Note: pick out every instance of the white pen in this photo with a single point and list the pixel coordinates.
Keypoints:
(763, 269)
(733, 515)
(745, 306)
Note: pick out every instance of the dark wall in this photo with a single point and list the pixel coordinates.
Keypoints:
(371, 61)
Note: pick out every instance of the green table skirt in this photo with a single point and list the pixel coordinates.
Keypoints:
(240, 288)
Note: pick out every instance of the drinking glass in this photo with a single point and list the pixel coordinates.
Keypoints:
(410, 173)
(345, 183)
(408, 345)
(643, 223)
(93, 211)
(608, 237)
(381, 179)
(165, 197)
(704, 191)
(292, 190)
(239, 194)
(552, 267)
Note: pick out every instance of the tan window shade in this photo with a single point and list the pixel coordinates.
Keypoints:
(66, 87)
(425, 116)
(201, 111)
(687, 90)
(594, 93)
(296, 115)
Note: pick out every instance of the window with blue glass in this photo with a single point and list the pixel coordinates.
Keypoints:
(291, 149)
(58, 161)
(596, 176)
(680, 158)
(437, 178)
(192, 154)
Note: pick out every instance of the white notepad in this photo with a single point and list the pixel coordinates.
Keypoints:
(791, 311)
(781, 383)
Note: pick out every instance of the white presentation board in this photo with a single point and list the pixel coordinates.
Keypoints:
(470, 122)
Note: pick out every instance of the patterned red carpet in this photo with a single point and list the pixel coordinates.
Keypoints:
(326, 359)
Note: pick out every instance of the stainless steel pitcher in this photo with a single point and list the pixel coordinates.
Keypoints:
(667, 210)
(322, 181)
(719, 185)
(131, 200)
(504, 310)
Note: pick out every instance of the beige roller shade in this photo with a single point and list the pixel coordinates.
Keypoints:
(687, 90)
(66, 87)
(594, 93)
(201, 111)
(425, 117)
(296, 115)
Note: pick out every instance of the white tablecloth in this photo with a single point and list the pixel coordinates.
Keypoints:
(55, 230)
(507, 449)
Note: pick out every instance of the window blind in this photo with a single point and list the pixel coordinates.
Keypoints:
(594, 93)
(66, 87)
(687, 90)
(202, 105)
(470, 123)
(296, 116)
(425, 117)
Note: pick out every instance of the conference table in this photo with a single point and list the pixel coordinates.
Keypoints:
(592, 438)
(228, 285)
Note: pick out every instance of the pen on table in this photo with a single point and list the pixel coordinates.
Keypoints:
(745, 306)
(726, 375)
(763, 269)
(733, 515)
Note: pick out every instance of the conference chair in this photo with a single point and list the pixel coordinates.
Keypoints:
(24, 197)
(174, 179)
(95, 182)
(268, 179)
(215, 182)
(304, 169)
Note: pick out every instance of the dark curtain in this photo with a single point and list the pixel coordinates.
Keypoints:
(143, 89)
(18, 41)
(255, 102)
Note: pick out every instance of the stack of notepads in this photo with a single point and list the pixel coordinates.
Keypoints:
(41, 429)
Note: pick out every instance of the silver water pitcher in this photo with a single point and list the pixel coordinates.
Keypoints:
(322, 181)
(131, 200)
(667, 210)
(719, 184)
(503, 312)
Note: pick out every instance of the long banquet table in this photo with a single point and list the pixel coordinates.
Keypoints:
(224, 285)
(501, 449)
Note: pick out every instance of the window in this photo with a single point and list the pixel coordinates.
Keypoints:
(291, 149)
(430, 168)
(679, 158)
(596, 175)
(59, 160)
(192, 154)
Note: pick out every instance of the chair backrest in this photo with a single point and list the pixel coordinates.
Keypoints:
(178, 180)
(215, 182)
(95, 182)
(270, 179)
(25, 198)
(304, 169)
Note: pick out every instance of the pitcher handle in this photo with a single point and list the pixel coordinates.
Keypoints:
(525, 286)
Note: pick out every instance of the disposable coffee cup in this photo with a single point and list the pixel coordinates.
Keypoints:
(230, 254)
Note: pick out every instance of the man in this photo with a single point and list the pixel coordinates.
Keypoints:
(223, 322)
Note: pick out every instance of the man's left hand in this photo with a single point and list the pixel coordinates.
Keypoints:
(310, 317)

#####

The answer must be one number, the count of lines above that hold the word "glass".

#### Result of the task:
2